• [Records contained in a dataset]
***
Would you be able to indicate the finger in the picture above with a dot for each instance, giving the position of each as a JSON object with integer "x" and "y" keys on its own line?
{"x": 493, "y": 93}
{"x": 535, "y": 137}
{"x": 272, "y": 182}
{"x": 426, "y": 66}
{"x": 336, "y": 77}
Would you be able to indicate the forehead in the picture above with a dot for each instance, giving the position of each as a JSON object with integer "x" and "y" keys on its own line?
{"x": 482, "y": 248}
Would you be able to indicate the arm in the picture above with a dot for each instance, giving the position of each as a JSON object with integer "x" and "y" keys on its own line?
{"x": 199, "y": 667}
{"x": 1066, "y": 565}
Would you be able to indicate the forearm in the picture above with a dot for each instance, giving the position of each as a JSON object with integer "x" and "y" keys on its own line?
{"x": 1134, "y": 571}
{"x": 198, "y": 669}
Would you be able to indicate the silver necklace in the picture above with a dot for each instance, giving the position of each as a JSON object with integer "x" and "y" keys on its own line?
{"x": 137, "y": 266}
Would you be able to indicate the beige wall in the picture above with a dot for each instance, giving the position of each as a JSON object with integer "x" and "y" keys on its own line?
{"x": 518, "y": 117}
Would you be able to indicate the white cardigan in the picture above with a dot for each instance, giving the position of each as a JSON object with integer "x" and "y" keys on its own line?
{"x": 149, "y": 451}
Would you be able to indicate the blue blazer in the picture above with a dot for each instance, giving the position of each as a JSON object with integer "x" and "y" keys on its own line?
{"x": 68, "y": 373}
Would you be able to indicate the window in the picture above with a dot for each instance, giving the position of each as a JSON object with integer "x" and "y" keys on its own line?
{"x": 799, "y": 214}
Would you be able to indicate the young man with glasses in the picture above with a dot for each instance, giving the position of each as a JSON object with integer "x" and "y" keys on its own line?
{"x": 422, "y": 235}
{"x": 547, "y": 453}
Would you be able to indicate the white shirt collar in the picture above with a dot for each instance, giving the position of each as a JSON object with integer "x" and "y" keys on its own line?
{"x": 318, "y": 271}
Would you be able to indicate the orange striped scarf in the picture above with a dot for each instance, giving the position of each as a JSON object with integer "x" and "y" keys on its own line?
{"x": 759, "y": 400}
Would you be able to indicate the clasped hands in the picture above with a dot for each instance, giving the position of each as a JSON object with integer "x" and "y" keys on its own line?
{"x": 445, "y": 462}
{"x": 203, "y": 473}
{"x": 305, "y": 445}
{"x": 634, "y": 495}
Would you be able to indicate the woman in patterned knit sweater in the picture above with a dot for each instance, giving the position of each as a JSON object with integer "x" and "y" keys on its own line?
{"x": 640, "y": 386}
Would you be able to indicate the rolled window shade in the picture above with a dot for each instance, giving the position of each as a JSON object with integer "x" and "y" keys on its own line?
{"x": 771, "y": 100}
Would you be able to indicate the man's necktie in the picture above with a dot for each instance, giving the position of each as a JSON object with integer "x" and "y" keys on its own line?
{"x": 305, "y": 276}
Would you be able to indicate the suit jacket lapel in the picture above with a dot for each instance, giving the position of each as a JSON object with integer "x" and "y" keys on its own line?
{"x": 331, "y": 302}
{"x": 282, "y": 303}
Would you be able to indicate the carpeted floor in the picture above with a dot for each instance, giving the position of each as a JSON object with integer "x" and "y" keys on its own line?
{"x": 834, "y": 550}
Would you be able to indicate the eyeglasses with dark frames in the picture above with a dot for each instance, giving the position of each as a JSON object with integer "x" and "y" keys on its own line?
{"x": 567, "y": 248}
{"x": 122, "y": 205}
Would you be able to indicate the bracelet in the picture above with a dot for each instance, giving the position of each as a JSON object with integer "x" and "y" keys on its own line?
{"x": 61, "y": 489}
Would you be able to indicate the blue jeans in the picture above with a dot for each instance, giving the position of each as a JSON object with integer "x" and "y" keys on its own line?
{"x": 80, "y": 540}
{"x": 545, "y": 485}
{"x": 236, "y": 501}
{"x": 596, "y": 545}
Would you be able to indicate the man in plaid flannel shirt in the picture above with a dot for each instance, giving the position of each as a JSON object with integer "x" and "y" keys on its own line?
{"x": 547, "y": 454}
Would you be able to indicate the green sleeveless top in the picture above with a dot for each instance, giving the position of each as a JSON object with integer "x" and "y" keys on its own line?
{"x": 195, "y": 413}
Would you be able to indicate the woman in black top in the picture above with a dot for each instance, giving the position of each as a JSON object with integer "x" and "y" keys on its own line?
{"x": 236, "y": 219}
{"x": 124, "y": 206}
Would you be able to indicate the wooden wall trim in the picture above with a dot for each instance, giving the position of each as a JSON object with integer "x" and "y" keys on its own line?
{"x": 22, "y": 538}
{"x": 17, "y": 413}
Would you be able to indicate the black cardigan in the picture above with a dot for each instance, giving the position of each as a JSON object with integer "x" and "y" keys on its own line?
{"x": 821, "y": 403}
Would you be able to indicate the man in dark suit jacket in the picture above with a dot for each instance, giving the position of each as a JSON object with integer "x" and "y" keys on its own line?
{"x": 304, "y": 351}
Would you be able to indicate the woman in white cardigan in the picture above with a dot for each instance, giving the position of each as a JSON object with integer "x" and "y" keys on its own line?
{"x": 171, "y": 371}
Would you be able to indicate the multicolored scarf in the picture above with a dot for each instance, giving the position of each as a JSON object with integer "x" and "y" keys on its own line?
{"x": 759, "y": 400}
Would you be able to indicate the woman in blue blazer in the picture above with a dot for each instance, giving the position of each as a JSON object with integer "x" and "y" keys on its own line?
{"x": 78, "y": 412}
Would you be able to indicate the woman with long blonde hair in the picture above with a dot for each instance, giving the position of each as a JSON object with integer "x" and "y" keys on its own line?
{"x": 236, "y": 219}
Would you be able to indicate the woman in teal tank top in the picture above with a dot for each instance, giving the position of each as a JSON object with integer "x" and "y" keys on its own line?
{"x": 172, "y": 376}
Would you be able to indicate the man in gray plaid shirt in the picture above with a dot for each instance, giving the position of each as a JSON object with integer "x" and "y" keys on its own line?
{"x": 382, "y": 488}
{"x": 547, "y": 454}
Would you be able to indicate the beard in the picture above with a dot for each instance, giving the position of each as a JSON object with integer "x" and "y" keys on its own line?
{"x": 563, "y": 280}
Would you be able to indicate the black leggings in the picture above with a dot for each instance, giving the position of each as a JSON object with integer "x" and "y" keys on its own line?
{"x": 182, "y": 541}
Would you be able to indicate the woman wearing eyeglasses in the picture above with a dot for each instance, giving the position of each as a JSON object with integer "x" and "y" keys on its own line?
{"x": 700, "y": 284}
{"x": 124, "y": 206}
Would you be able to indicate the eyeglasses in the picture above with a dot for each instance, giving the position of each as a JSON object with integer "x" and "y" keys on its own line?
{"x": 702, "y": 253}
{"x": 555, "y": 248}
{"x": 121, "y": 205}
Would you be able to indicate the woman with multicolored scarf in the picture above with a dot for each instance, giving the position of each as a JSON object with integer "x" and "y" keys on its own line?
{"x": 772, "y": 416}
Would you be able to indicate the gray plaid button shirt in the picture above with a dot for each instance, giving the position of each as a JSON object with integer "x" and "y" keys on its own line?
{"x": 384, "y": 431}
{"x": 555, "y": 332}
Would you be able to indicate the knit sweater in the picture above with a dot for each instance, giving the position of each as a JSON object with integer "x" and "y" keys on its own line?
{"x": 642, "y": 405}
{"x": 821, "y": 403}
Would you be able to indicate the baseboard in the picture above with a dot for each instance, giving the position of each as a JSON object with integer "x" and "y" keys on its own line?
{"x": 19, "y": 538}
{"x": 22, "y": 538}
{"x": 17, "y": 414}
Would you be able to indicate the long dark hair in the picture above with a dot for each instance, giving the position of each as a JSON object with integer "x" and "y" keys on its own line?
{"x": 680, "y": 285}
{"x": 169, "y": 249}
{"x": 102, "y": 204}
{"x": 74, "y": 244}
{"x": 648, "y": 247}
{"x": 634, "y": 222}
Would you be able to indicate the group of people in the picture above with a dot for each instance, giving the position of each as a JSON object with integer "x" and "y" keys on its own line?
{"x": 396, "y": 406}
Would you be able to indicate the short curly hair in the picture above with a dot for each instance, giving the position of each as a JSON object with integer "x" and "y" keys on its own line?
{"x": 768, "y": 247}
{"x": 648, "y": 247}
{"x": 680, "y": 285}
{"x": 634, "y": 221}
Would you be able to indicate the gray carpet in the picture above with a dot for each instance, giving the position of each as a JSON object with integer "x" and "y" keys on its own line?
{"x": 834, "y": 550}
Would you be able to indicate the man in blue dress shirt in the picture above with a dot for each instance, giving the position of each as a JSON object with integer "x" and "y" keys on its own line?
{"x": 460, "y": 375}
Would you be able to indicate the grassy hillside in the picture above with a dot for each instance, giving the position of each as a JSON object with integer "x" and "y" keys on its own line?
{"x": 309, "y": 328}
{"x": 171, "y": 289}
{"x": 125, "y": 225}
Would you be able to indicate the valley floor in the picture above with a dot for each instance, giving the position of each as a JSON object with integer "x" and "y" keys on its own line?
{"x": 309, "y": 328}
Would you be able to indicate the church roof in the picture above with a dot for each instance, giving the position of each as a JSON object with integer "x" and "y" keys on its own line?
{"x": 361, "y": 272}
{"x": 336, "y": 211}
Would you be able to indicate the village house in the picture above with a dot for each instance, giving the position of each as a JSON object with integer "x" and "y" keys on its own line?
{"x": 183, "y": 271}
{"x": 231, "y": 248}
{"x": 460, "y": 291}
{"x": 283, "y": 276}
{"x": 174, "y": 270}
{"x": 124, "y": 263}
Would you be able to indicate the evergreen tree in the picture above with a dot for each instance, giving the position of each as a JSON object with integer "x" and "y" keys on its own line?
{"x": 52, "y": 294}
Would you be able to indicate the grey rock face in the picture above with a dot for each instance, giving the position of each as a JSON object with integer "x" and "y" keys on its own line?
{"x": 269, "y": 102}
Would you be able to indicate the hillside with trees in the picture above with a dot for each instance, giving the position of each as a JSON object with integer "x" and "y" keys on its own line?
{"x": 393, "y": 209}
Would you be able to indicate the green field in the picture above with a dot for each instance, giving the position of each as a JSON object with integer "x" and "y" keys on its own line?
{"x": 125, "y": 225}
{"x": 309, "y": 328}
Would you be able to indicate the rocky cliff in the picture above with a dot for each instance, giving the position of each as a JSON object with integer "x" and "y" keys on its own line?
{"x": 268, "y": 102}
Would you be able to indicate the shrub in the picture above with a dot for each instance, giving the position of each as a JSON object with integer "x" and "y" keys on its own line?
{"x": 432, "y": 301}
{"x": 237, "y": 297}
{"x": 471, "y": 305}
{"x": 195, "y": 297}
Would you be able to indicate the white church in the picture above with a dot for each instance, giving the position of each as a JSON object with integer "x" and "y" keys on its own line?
***
• [Task] Retype the lines from the one containing "Would you be able to indicate the evergreen" to the last line above. Change nothing and include no others.

• [Answer to this problem]
Would you be able to indicate the evergreen tree in the picture above with a dot for each instance, giving the position of each as a JSON object with integer "x" and "y" keys on its own line?
{"x": 52, "y": 294}
Would you be able to indicate the grey rock face in the picture above with a dot for each instance, giving the position of each as a JSON object with integer "x" and "y" keys on its own line?
{"x": 269, "y": 102}
Would you be able to indicate the hillside with trees in the picture above with a dot for each instance, giving the position of each as a JSON object with integer "x" and "y" keys on its own line?
{"x": 393, "y": 209}
Would you be able to indicate the green field in the picture above with a dot for each instance, giving the position of each as a JSON object with integer "x" and "y" keys on its own line?
{"x": 125, "y": 225}
{"x": 309, "y": 328}
Would you be able to indicate the rocky cliff in the picture above with a dot for each instance, giving the position of each as a JSON object with integer "x" and "y" keys on its own line?
{"x": 268, "y": 102}
Would you be able to indicate the shrub in the picture above with a dot for each instance, giving the position of each as a JSON object with integer "x" and "y" keys on its own line?
{"x": 432, "y": 301}
{"x": 237, "y": 297}
{"x": 471, "y": 305}
{"x": 195, "y": 297}
Would you be able to indicate the white church in the picture above with a dot for each instance, giving the position of each as a JSON object with integer "x" and "y" keys on its own line?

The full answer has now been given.